* **YOUR TASKS**
1. Retype the forum thread about the LEL 2017 deposit sale, from "07:00 GMT = 08:00" up to and including "you need it.".
2. From the listing, give only the lines from the line with "As a warehouse robot's perception module, locate white pants" up to and including the line with "0,0,952,1109", with "the arm" swapped for "the gripper" throughout and nothing else changed.

* **EXTRACTED TEXT**
::::::::::

# LEL 2017: alarms set for 15.55 and 23.55 today (15/9)



## jefmcg (14 Sep 2015)

If you want to ride London Edinburgh London in 2 years time, your best chance is to acquire a place tomorrow (assuming you aren't already a member of AUK or otherwise have a reserved space).

http://londonedinburghlondon.com/2015/09/news-about-tomorrows-deposit-sale/


> Tomorrow we’re selling 300 places for London Edinburgh London 2017, and you can secure yours for a £100 deposit.
> 
> We’ll release 100 tickets at 07:00 GMT, another 100 at 15:00 GMT, and the final batch at 23:00 GMT.


----------



## Simpleton (14 Sep 2015)

Can you resell the place on ebay?


----------



## DCLane (14 Sep 2015)

However, if you were an Audax UK member in early March you've 2 weeks advance entry in Jan 2017 before it opens to all and sundry.

I'll wait until then methinks ...


----------



## marcusjb (14 Sep 2015)

07:00 GMT = 08:00 BST


----------



## EltonFrog (15 Sep 2015)

It seems very expensive. What do you get for £320?

Edit: Not a lot it seems reading the site. Some food, somewhere to sleep, a shower, towels and mech support if you need it.

1500 riders @£320= £480,000, plus 100 quid if you want to register a support car, plus you can buy a jersey if you want one.


----------



## jefmcg (15 Sep 2015)

CarlP said:


> It seems very expensive. What do you get for £320?


Find me another cycle event offering anywhere near that at £64/day, that isn't an audax. WCW was cheaper, but run by the same team. The were able to entirely run it using volunteers. 

I did it 2 years and it was about 2/3 the cost at extremely good VFM. At that price they had to be reliant on volunteers too much, so are paying more people to do the unpleasant tasks (cleaning) and the highly skilled tasks (more cooks than last time).

::::::::::

* **SUPPLIED DATA**
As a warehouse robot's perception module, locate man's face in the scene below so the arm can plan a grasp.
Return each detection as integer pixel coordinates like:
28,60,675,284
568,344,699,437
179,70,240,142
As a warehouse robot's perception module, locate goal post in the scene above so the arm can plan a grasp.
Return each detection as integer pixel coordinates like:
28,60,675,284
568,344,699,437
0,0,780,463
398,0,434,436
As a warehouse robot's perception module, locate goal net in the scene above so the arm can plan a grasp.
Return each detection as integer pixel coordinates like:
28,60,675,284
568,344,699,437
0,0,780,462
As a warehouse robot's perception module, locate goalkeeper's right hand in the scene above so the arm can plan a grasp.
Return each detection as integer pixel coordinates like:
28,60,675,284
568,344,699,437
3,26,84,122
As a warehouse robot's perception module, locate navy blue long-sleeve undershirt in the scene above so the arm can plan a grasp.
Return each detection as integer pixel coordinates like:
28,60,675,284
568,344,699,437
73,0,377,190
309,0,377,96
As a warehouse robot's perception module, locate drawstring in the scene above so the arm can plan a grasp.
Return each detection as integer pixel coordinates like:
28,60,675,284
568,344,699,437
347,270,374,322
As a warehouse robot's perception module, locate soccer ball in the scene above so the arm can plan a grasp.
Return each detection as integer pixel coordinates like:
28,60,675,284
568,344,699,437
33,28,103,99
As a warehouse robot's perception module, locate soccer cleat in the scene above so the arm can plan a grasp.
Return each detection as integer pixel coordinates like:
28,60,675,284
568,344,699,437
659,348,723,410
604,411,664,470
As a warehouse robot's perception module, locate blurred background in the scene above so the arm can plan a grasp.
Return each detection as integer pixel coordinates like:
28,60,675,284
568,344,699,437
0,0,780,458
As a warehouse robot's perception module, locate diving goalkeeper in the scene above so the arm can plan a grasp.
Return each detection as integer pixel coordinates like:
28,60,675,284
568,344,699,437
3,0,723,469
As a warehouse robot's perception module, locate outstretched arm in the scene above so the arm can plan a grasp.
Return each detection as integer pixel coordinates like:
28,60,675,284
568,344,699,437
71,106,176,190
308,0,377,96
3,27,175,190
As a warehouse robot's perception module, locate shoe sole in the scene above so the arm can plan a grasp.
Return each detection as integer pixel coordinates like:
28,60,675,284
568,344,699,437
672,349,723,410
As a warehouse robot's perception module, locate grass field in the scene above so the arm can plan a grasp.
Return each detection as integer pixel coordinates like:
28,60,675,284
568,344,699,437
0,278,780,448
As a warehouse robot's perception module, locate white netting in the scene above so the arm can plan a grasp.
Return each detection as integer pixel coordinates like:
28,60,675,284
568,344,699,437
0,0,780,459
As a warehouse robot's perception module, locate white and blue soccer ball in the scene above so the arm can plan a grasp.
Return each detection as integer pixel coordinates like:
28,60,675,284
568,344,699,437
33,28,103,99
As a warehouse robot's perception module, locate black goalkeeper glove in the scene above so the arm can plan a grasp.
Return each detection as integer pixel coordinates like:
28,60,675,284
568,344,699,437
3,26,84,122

::::::::::

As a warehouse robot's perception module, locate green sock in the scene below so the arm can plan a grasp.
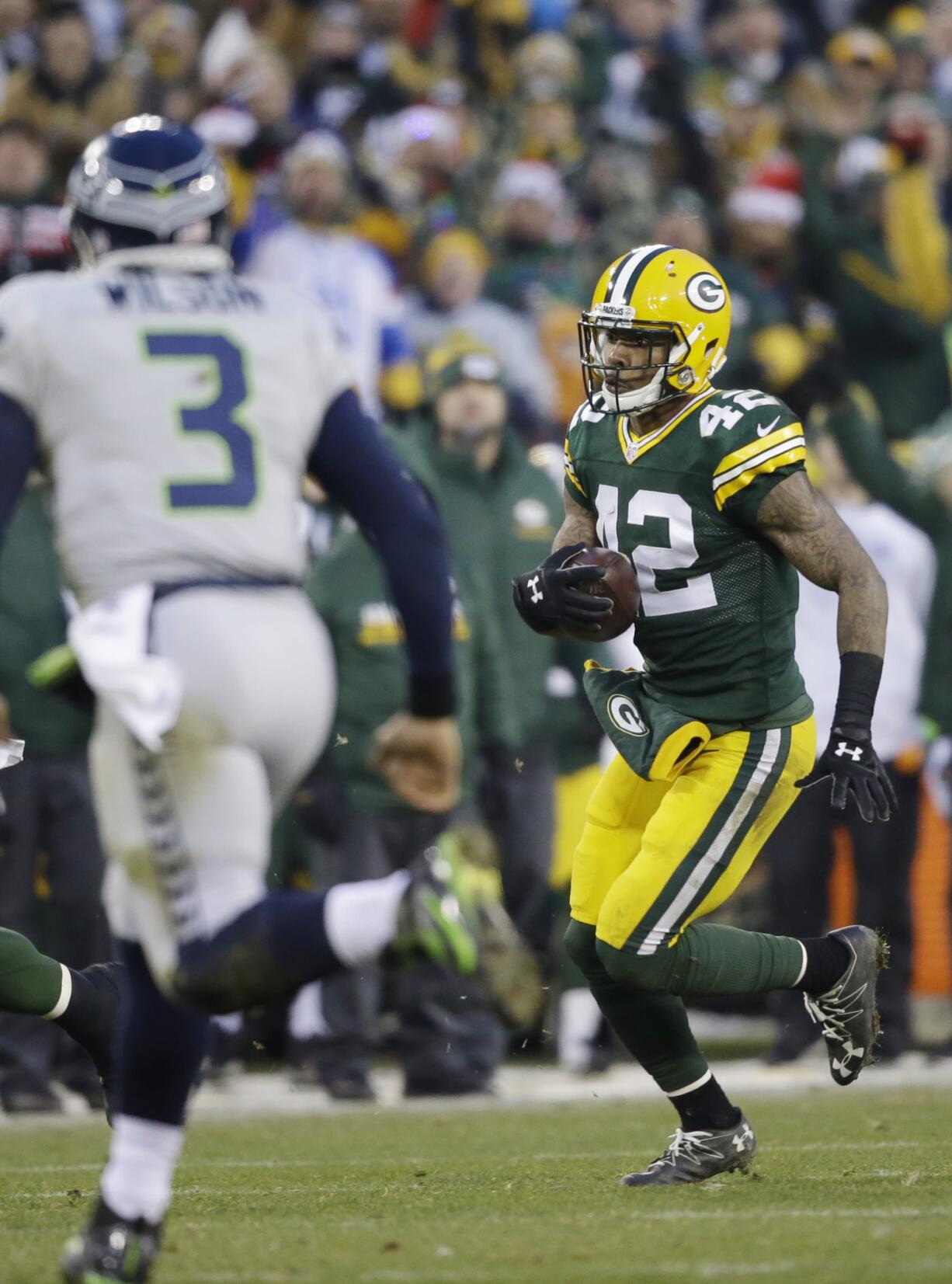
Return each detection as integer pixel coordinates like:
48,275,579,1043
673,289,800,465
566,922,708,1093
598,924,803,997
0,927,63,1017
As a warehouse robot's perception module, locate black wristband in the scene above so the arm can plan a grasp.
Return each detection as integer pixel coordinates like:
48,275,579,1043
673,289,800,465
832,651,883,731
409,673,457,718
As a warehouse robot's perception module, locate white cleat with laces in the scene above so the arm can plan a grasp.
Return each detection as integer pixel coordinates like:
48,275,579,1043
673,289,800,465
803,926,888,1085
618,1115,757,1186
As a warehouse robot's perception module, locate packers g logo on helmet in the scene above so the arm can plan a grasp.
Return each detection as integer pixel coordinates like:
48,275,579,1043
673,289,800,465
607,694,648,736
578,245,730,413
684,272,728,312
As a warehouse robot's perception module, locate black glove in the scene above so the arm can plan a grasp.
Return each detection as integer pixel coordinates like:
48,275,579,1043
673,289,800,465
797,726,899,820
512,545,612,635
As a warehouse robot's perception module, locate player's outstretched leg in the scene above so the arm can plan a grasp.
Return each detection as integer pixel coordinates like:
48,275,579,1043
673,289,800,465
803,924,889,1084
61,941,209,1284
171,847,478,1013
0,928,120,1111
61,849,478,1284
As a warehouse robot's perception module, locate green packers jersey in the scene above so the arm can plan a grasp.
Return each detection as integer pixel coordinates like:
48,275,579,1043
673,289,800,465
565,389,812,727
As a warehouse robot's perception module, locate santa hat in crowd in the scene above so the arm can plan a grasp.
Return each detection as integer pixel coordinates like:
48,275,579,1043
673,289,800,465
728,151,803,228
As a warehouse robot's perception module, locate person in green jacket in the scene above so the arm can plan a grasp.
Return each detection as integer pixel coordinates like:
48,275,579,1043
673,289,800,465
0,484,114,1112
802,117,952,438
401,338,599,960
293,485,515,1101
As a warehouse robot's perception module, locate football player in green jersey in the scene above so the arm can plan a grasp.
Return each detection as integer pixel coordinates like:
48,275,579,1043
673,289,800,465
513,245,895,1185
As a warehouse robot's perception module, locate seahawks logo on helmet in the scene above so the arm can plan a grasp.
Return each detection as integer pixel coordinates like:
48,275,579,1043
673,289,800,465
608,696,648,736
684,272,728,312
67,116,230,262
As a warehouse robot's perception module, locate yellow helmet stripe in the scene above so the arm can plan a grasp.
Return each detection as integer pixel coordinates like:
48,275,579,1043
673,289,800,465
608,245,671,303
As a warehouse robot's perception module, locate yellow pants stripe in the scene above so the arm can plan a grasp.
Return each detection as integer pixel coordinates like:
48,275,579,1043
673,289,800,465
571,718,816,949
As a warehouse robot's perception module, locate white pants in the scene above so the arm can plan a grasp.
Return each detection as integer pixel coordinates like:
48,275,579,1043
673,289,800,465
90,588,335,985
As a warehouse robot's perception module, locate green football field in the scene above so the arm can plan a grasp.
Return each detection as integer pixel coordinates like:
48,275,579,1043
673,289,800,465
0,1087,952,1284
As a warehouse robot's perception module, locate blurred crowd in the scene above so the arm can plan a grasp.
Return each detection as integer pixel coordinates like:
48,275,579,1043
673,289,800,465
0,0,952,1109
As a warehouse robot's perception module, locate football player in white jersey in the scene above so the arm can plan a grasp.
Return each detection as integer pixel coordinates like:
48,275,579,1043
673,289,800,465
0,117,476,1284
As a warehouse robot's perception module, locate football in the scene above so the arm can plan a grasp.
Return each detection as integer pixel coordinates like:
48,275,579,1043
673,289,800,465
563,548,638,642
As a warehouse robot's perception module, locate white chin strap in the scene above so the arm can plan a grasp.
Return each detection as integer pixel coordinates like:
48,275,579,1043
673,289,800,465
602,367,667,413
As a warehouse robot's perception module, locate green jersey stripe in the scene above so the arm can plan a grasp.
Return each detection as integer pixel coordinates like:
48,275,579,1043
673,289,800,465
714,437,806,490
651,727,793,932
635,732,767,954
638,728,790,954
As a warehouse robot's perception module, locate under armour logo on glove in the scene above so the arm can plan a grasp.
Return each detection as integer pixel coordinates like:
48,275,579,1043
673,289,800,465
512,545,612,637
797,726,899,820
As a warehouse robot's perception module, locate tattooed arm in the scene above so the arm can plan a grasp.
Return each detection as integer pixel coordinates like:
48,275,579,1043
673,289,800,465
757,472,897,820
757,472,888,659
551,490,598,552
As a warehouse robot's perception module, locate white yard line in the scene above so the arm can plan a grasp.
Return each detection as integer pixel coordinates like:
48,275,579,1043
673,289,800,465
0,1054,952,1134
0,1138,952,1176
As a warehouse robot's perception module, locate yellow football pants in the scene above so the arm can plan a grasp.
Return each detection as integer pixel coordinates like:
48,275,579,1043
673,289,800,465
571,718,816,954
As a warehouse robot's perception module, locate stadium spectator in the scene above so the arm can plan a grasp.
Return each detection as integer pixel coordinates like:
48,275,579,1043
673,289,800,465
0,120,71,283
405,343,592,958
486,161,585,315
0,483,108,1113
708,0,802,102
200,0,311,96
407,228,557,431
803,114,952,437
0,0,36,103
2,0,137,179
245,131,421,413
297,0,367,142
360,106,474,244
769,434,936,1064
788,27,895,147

::::::::::

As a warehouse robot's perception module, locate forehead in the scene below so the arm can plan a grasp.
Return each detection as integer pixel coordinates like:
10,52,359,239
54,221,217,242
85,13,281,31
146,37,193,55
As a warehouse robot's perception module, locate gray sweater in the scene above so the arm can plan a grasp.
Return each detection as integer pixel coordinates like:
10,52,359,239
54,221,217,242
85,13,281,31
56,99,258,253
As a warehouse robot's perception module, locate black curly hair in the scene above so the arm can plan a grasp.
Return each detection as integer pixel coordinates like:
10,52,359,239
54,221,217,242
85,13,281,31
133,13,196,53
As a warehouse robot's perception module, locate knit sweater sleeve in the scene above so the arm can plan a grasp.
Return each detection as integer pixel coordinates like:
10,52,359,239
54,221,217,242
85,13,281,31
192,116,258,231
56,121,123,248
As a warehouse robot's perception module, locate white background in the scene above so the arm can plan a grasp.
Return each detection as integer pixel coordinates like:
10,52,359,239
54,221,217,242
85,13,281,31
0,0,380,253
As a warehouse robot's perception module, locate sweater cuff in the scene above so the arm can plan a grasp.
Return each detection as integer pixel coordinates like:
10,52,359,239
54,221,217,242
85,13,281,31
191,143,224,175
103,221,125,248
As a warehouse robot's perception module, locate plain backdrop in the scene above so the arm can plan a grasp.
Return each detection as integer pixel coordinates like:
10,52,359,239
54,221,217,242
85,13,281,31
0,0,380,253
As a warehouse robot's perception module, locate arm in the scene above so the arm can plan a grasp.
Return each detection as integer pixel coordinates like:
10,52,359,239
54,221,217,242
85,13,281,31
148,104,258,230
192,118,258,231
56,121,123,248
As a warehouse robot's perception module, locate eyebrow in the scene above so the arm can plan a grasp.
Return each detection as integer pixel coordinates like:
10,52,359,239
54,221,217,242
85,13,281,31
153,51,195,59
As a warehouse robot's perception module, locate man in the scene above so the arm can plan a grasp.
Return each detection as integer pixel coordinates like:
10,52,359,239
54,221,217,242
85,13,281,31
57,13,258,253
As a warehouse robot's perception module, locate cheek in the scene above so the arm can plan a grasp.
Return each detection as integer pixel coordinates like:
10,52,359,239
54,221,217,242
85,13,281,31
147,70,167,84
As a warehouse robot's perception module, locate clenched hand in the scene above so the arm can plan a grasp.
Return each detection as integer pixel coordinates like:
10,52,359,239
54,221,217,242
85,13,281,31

::::::::::

* **SOLUTIONS TO THE TASKS**
1.
07:00 GMT = 08:00 BST


----------



## EltonFrog (15 Sep 2015)

It seems very expensive. What do you get for £320?

Edit: Not a lot it seems reading the site. Some food, somewhere to sleep, a shower, towels and mech support if you need it.

2.
As a warehouse robot's perception module, locate white pants in the scene above so the gripper can plan a grasp.
Return each detection as integer pixel coordinates like:
48,275,579,1043
673,289,800,465
90,588,335,985
As a warehouse robot's perception module, locate green football field in the scene above so the gripper can plan a grasp.
Return each detection as integer pixel coordinates like:
48,275,579,1043
673,289,800,465
0,1087,952,1284
As a warehouse robot's perception module, locate blurred crowd in the scene above so the gripper can plan a grasp.
Return each detection as integer pixel coordinates like:
48,275,579,1043
673,289,800,465
0,0,952,1109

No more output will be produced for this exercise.